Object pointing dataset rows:
▬▬▬▬▬▬
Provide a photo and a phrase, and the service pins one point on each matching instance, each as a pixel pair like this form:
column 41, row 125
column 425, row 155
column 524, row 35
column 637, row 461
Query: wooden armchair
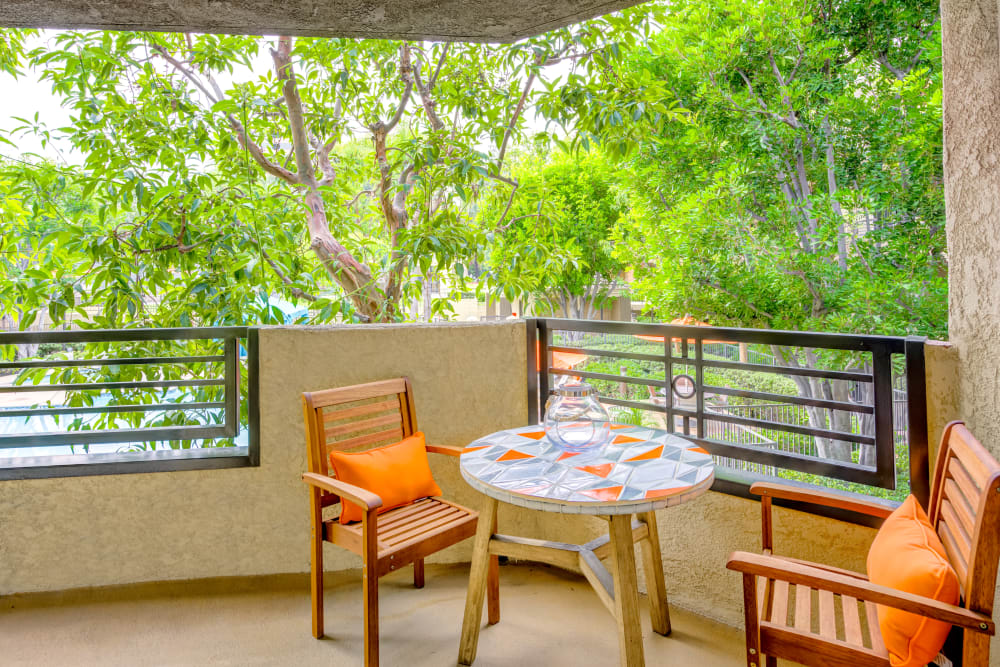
column 965, row 512
column 357, row 418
▬▬▬▬▬▬
◆ **Objective**: Reproduce the material above line for line, leaving out the picture.

◆ **Output for this exercise**:
Provide a photo and a phrase, and the service pins one point on each matching instance, each as a pixel pair like this form:
column 41, row 125
column 425, row 155
column 524, row 35
column 637, row 461
Query: wooden armchair
column 965, row 512
column 357, row 418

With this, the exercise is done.